Отрывок из источника
В отделе устной истории вашингтонского музея Холокоста я смотрю видеоинтервью, где спустя много лет пожилая женщина вспоминает о пережитом.
1933 год. «Что эти евреи тут делают?» — громко вопрошает незнакомая женщина в вагоне поезда при виде Марго с матерью. 1 апреля объявлен национальный бойкот еврейских магазинов, в некоторых из них разбиты витрины. Штурмовики с угрожающим видом вставали у их дверей, предупреждая людей, что туда лучше не заходить.
1934 год. «Вам тут нельзя находиться», — говорят ее старшему брату в молодежном клубе, членом которого он является. Его тут же забирают в полицию как нарушителя порядка и освобождают из-под ареста спустя 10 дней по ходатайству местного раввина. К счастью, для ее семьи все окончилось хорошо, отца вызволили из Бухенвальда, им удалось эмигрировать. Оставшихся в Брауншвейге ждала Хрустальная ночь.
Свое название этот погром получил из-за осколков стекла разбитых витрин и окон, которыми были усыпаны улицы десятков городов Германии. По информации страховых компаний, стоимость одних только разбитых витрин составила 5 миллионов марок. В ночь с 9 на 10 ноября 1938 года было убито не менее 400 евреев. Их вытаскивали из квартир, хватали на улице, избивали до смерти. Всего были разрушены 267 синагог и 815 магазинов и предприятий. Полицейские не вмешивались, пожарные следили только за тем, чтобы огонь не перебросился на соседние дома.
Нацистская акция (ее инициатором и координатором был Рейнхард Гейдрих) готовилась с помощью полиции. Стало быть, Еккельн не мог не участвовать в ее подготовке, когда магазины и синагоги, которые планировалось сжечь, помечались специальными надписями белой краской.
Любовница Еккельна Моника (о ней позже) после войны рассказывала дочери, как наутро после Хрустальной ночи шла по центру города на работу и испытала глубокий стыд от того, что увидела. Поделившись своим впечатлением с любовником и выслушав его реакцию, поняла, что Еккельн разделил с ней ужас от происшедшего. Видно, Еккельн умел неплохо притворяться.
Штреккенбах, как и Еккельн, был новым человеком в полиции (не в Брауншвейге, а в Гамбурге). В основном же после прихода Гитлера там остались те же люди, что при старом режиме. Из 6 тысяч сотрудников полиции Гамбурга только 200 было уволено, да и то не все по политическим соображениям. Новая власть понимала — новых людей взять особо негде, надо перевоспитывать старых в новом духе.

Предоставленный материал
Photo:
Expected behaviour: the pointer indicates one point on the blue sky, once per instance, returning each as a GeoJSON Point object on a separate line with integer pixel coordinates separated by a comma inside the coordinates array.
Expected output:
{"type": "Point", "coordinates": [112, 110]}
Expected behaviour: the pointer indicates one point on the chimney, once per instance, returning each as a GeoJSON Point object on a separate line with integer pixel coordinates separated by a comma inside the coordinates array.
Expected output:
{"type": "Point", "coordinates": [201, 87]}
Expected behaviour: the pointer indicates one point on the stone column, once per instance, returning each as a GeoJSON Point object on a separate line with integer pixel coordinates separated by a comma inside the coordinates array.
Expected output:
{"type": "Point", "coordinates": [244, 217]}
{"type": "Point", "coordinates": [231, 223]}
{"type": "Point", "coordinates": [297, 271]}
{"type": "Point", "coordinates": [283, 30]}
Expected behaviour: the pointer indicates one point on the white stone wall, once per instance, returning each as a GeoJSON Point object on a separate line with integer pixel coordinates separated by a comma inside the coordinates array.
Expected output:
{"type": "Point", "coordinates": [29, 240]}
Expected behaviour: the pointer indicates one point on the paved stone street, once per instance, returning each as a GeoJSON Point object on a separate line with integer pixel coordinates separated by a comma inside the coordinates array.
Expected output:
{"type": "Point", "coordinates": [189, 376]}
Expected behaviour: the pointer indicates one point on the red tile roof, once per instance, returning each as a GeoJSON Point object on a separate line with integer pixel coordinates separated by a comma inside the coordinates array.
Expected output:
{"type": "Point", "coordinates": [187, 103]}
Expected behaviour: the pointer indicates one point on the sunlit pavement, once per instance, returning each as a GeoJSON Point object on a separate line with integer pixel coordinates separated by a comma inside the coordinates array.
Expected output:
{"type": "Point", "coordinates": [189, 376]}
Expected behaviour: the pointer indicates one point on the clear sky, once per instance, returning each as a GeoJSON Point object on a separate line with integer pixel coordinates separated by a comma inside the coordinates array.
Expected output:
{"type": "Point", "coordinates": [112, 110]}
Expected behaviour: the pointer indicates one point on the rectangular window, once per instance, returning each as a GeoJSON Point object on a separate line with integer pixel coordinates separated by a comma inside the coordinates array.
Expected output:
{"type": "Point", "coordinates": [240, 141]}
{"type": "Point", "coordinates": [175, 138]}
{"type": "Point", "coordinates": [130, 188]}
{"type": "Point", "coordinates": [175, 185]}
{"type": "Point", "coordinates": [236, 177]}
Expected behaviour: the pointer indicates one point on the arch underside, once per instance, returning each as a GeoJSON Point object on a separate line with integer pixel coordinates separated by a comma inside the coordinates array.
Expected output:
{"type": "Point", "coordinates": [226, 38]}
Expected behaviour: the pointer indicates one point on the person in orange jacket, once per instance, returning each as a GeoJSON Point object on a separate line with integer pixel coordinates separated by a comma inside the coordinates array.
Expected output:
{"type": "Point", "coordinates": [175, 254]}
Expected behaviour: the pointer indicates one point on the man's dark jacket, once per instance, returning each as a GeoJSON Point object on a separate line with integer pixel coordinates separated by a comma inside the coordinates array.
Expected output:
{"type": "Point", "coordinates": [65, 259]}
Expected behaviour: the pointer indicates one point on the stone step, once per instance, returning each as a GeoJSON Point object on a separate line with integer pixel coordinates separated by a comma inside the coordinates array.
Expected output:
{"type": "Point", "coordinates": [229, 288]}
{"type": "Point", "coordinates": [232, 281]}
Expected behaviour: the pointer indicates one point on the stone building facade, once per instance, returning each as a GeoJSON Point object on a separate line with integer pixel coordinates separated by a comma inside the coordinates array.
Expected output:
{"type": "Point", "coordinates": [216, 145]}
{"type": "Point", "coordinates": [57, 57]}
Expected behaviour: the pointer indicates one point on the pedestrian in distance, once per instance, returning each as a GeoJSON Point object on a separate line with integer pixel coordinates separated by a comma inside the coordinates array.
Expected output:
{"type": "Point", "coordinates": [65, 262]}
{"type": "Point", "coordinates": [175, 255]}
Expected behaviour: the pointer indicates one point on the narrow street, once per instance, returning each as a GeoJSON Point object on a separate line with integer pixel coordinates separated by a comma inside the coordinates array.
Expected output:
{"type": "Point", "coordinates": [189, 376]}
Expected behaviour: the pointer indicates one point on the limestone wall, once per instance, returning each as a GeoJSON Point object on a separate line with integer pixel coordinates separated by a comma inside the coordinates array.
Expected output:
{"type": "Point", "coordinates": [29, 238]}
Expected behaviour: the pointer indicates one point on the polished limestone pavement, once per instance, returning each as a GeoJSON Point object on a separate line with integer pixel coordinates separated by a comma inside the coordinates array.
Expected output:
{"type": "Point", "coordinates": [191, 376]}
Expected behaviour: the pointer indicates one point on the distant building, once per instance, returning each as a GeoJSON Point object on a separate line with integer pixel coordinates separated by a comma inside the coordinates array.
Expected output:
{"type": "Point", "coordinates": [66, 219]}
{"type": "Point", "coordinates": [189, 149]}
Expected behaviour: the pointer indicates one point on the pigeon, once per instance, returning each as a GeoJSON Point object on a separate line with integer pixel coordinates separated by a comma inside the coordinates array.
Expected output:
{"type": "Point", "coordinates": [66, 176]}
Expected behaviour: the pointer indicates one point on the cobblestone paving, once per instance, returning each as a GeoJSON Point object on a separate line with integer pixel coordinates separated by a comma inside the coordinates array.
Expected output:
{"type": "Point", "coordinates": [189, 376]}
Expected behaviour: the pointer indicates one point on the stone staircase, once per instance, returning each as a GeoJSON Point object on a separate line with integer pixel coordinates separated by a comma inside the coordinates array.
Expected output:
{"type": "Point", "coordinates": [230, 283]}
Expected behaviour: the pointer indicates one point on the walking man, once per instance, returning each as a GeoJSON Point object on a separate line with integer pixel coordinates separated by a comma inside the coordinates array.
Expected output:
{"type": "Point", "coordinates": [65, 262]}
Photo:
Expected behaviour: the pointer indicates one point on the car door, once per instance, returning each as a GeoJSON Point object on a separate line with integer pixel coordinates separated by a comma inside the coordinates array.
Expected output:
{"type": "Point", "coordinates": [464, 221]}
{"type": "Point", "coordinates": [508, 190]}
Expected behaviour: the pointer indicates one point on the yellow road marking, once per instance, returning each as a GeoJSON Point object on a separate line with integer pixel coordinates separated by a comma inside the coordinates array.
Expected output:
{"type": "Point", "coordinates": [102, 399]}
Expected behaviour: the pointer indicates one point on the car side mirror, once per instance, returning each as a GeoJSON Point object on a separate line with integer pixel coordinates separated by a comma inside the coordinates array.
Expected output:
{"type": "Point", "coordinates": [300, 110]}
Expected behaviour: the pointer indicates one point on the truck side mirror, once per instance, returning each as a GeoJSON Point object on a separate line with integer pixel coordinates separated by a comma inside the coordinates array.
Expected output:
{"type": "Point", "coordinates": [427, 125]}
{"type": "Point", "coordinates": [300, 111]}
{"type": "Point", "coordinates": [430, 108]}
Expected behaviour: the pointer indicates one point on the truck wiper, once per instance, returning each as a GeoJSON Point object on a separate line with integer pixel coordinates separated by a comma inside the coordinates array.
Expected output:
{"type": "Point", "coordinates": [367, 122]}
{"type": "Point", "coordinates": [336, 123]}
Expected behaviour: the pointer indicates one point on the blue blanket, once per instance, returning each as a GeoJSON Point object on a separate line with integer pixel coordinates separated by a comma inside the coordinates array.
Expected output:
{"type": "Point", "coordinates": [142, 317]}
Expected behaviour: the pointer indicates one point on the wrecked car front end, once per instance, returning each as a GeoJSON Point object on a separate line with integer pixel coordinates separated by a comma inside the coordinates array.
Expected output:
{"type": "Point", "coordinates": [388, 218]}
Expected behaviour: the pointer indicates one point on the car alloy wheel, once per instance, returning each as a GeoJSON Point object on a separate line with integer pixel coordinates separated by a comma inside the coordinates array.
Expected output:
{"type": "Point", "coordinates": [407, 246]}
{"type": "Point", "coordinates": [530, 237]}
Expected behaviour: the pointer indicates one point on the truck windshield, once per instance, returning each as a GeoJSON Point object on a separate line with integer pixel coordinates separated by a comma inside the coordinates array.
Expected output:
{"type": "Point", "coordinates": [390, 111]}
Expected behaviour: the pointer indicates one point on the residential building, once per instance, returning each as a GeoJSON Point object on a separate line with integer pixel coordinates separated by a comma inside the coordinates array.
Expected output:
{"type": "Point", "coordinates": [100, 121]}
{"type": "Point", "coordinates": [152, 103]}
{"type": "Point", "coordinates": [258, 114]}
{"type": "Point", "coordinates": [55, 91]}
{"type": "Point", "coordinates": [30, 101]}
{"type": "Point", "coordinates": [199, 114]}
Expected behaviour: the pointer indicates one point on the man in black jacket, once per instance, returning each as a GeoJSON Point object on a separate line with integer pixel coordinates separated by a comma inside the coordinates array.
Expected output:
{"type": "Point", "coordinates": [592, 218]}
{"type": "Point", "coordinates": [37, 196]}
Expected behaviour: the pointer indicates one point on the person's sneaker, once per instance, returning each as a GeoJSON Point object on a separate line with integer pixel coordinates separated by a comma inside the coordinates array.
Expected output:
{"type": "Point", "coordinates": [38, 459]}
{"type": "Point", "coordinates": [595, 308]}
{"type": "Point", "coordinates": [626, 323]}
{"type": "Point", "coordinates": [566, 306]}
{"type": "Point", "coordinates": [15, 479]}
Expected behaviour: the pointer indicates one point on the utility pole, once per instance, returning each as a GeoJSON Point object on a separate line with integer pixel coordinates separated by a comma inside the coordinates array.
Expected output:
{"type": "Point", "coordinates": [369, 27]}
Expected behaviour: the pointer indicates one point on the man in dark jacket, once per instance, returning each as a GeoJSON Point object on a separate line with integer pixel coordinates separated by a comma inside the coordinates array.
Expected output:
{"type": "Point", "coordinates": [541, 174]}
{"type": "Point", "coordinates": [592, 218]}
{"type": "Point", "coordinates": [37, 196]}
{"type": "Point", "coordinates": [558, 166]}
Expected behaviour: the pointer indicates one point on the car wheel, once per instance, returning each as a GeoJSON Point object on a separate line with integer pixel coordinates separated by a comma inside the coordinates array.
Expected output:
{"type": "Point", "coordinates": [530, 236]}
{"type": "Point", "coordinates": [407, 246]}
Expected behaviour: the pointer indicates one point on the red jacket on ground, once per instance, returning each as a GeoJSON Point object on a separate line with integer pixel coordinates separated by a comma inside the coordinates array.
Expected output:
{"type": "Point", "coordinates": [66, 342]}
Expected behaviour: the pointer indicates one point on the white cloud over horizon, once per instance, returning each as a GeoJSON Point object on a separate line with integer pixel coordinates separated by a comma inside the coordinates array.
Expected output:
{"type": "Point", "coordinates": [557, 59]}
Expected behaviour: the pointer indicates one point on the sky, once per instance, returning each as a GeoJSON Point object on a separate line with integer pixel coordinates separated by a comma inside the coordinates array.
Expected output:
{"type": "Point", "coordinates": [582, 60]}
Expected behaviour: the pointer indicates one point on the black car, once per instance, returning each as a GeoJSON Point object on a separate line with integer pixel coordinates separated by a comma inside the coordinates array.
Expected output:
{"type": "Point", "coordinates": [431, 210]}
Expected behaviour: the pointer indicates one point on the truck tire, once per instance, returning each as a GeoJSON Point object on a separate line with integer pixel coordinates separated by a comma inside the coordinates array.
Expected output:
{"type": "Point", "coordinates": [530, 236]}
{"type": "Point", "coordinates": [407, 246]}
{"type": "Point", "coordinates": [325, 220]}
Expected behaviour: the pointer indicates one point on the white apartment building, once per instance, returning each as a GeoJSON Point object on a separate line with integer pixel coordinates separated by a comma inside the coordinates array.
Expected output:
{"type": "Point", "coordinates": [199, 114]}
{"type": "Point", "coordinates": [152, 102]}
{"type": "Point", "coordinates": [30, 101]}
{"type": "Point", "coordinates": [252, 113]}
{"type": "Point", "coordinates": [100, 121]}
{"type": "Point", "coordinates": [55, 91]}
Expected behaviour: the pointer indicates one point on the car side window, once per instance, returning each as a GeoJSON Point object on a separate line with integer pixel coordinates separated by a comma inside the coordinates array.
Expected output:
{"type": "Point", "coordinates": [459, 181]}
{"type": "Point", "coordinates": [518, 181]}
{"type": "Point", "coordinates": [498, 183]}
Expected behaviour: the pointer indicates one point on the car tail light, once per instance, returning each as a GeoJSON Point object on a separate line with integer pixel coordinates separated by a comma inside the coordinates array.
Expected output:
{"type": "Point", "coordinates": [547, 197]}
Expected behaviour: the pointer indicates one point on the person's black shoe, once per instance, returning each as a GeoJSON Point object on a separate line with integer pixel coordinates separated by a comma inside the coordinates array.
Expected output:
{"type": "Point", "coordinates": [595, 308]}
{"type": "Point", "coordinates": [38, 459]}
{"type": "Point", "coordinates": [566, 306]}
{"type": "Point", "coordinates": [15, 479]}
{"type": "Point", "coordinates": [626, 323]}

Задание
Продолжите текст о преследовании евреев в нацистской Германии сразу после его последнего предложения. Перечень никак не связан с текстом о преследовании евреев в нацистской Германии.

Письменный ответ
Гиммлер еще только планировал передачу СС полицейских функций. Но уже тогда, согласно рассказу Штреккенбаха, полицейских чиновников в массовом порядке принимали в СС со всеми вытекающими последствиями — на них распространялся приказ о разрешении на заключение брака, требования к состоянию здоровья. И, разумеется, обучение нацистской премудрости. Штреккенбах создал специальный отдел по национал-социалистическому обучению (аналог сети партийного и комсомольского обучения у нас в советское время). Особое внимание на занятиях с полицейскими, разумеется, придавалось расовой теории. Кто не выдерживал итоговых экзаменов, не получал повышения по службе.
Полиции, между прочим, приходилось бороться и с «религиозным дурманом». Тот же Бруно Штреккенбах, отвечая на вопрос следователя, чем занималось гестапо в Гамбурге, которое он возглавлял в 1933–1936 годах, сообщил, что часть его усилий было сосредоточено «на непривычных полиции областях — католики, масоны, евреи, секты». Гестапо занималось «подавлением нежелательных организаций — масонских лож и религиозных сект. Особенно „Исследователей Библии“ (так назывались в то время „свидетели Иеговы“. — Л.С.) — секты религиозных фанатиков, одурманенных религиозной химерой».
Но главным было, конечно, другое. Особенно в Гамбурге, где, в отличие от Брауншвейга, традиционно была сильная компартия.
— Как практически осуществлялась работа по вскрытию деятельности политических противников фашистского режима?
— Эта работа осуществлялась путем получения и использования доносов населения (по собственнной инициативе последнего), следствия и агентурной работы.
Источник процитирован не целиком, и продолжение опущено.